*WRITTEN TASK:*
According to the post on PDF manipulation in Python, which two libraries are used for the project of merging multiple PDFs into a book of reading?

*SELECTED EXCERPT:*
------------
Pdf manipulation in Python

Python 3 Comments

For the past few months, apart from the data issue, I am involved in merging multiple pdfs to create a book of reading for the university. Refer to my post: Pdf merging. I am using two different libraries to complete this project: pypdf and reportlab

Here is a very simple example of using reportlab library to create pages with or without content and save to output file (Note: it will only return buffer of the page, so we need to use PdfFileReader to read the page):

[html]
from pyPdf import PdfFileWriter, PdfFileReader
from reportlab.lib import pagesizes
from reportlab.pdfgen import canvas
from reportlab.lib.units import cm, mm, inch
from StringIO import StringIO

PAGESIZE = pagesizes.A4

def createPdfPage(nPages, pagesize=None, content=None):
        buffer = StringIO()
        c = canvas.Canvas(None)
        if pagesize is None:
            pagesize = PAGESIZE
        c.setPageSize(pagesize)
        c.showOutline()
        for page in range(nPages):
            if content:
                c.drawString(9*cm, 22*cm, content)
            c.showPage()
        buffer.write(c.getpdfdata())
        buffer.seek(0)
        return buffer

#simple PdfFileWriter class
class PdfWriter(object):
    def __init__(self, outputFile):
        self.outputWriter = PdfFileWriter()
        self.__outputFile = outputFile
       
    def savePdf(self):
        outputStream = file(self.__outputFile, "wb")
        self.outputWriter.write(outputStream)
        outputStream.close()
------------
*ENTRIES SUPPLIED:*
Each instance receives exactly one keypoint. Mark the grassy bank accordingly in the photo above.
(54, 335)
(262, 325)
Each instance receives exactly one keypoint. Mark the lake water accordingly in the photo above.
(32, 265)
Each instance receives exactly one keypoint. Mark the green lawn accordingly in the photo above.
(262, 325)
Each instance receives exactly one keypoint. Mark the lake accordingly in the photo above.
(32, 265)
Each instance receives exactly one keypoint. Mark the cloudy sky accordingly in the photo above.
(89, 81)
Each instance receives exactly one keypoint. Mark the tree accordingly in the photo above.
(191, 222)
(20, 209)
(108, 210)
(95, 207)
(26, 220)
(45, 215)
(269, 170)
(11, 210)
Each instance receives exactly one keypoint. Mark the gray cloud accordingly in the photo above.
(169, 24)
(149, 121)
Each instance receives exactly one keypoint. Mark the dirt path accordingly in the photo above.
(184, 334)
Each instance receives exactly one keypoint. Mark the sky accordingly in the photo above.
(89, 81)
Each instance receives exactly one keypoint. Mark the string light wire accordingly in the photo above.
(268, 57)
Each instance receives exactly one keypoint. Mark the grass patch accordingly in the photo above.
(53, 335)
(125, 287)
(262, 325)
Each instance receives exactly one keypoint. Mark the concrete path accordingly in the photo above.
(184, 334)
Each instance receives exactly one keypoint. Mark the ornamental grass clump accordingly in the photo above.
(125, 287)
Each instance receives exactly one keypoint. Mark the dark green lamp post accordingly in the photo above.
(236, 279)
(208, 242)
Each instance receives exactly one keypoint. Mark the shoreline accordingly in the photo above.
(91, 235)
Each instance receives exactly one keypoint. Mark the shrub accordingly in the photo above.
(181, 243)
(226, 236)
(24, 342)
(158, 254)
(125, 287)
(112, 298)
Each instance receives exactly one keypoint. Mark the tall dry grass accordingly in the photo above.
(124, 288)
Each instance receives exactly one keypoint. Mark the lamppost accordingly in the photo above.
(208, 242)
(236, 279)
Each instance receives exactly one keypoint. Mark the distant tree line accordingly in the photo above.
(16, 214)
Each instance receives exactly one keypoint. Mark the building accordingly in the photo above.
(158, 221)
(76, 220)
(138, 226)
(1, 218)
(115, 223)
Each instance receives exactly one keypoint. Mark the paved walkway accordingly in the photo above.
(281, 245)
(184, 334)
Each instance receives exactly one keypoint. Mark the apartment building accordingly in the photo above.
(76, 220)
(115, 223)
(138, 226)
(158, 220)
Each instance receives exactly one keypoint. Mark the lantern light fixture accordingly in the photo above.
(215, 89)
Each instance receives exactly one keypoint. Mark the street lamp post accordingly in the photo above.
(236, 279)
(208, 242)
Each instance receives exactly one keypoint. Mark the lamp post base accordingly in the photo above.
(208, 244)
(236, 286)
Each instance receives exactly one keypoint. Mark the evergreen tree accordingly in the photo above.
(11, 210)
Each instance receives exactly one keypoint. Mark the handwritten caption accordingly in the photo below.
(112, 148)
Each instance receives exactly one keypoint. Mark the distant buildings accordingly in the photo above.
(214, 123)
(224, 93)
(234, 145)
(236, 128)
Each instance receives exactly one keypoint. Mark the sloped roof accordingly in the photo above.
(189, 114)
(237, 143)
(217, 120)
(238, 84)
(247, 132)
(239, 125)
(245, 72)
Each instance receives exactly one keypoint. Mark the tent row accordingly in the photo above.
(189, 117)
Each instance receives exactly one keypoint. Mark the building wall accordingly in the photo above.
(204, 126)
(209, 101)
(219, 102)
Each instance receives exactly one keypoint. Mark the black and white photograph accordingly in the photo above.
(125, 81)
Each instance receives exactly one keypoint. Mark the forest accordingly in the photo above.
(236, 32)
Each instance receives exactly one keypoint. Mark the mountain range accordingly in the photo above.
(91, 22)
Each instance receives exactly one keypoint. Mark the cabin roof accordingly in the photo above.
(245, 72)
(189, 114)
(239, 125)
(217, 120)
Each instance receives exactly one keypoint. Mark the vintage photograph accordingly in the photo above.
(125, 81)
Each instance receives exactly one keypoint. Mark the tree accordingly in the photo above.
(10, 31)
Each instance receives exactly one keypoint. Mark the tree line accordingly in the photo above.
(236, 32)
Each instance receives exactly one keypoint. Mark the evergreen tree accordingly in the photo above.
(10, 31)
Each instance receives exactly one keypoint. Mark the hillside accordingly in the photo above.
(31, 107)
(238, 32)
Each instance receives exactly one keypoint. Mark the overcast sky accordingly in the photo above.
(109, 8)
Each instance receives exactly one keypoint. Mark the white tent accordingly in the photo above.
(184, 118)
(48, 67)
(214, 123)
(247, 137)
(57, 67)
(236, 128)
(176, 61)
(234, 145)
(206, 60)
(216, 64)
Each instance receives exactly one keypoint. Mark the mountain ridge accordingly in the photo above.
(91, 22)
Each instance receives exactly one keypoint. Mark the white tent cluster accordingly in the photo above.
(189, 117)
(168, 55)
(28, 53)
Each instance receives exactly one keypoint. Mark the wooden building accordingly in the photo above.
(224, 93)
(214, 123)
------------
*RESULT OF THIS TASK:*
pypdf and reportlab.